The required result is the number of lines below that hold the word "snow", stated without anything else.

(Phrase grounding data)
━━━

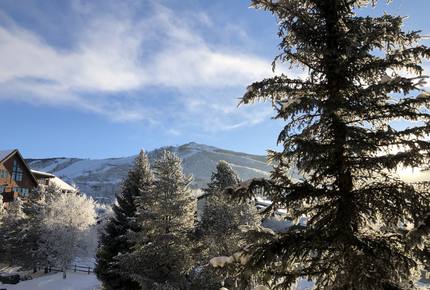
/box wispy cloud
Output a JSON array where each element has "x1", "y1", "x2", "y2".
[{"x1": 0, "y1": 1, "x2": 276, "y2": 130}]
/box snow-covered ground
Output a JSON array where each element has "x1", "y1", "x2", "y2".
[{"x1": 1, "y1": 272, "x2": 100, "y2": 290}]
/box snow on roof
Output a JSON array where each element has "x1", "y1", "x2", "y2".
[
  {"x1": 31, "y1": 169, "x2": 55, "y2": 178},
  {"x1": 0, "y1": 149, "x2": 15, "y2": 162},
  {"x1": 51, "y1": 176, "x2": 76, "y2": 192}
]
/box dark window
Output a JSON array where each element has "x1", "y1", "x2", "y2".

━━━

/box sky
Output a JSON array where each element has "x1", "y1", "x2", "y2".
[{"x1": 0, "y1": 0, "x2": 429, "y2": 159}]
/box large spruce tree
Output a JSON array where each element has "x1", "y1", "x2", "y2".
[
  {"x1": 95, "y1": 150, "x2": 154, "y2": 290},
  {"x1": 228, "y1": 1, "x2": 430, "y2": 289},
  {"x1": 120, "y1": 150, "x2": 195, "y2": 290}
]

━━━

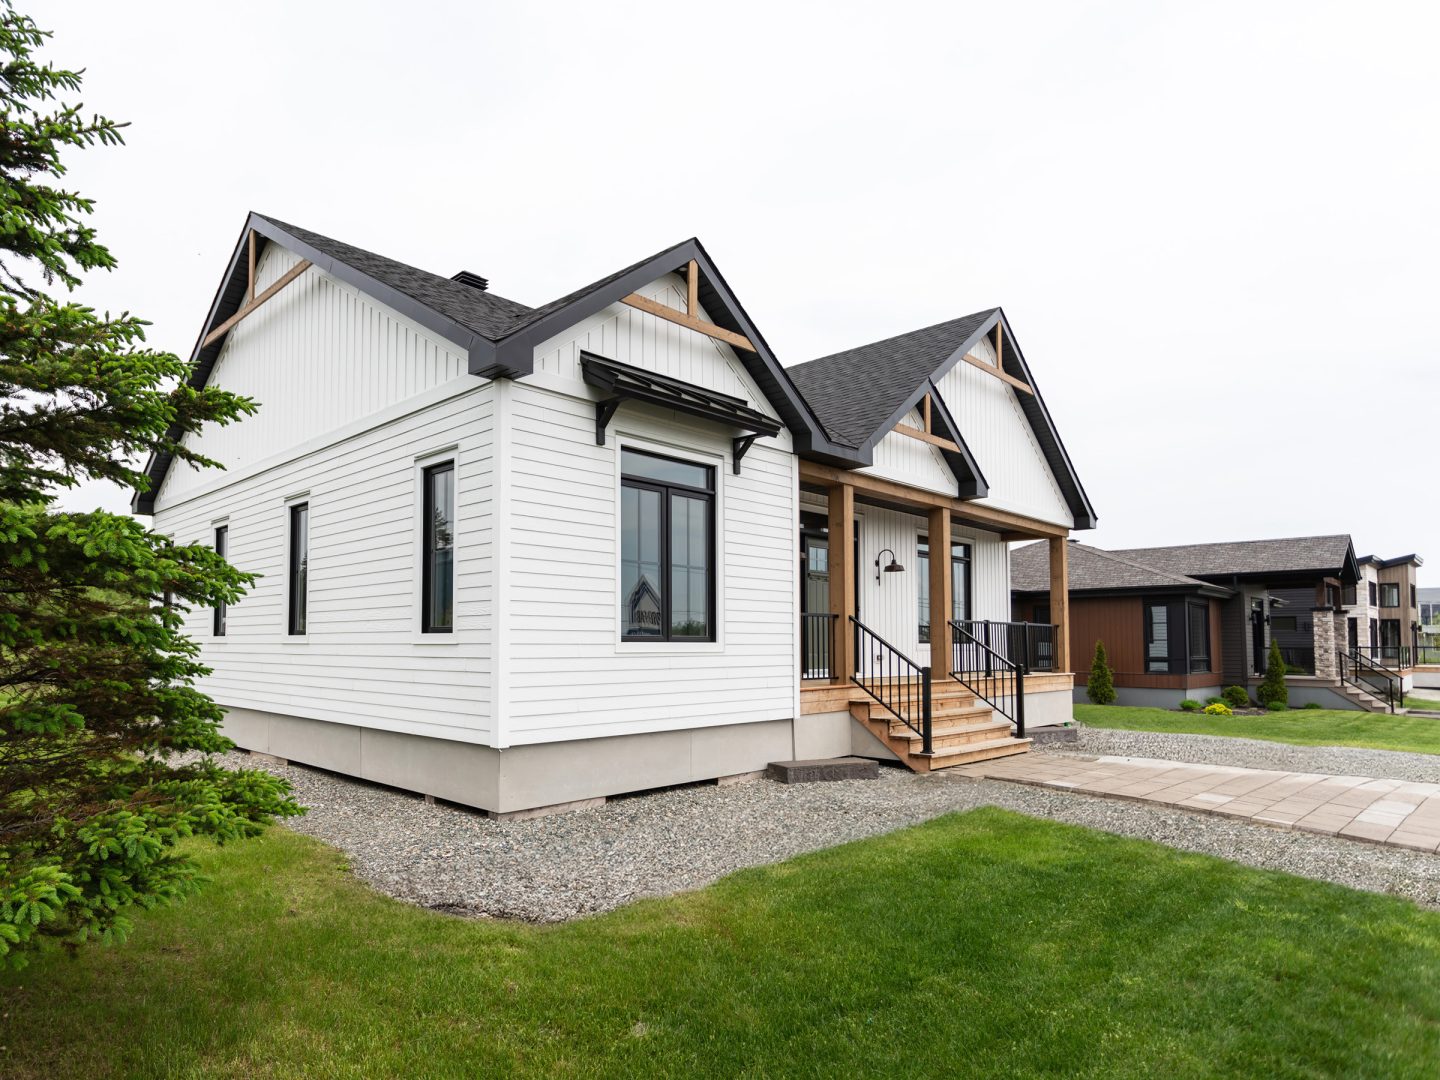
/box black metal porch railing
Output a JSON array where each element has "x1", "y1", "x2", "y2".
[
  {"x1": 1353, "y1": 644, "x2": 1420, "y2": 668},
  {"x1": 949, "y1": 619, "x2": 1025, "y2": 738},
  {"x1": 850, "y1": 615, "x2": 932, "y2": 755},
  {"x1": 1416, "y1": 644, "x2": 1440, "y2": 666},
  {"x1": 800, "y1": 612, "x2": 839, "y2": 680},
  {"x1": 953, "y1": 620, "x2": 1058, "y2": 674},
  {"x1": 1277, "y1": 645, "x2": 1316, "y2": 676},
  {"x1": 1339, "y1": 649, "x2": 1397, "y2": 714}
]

━━━

(TASK SOLUTION):
2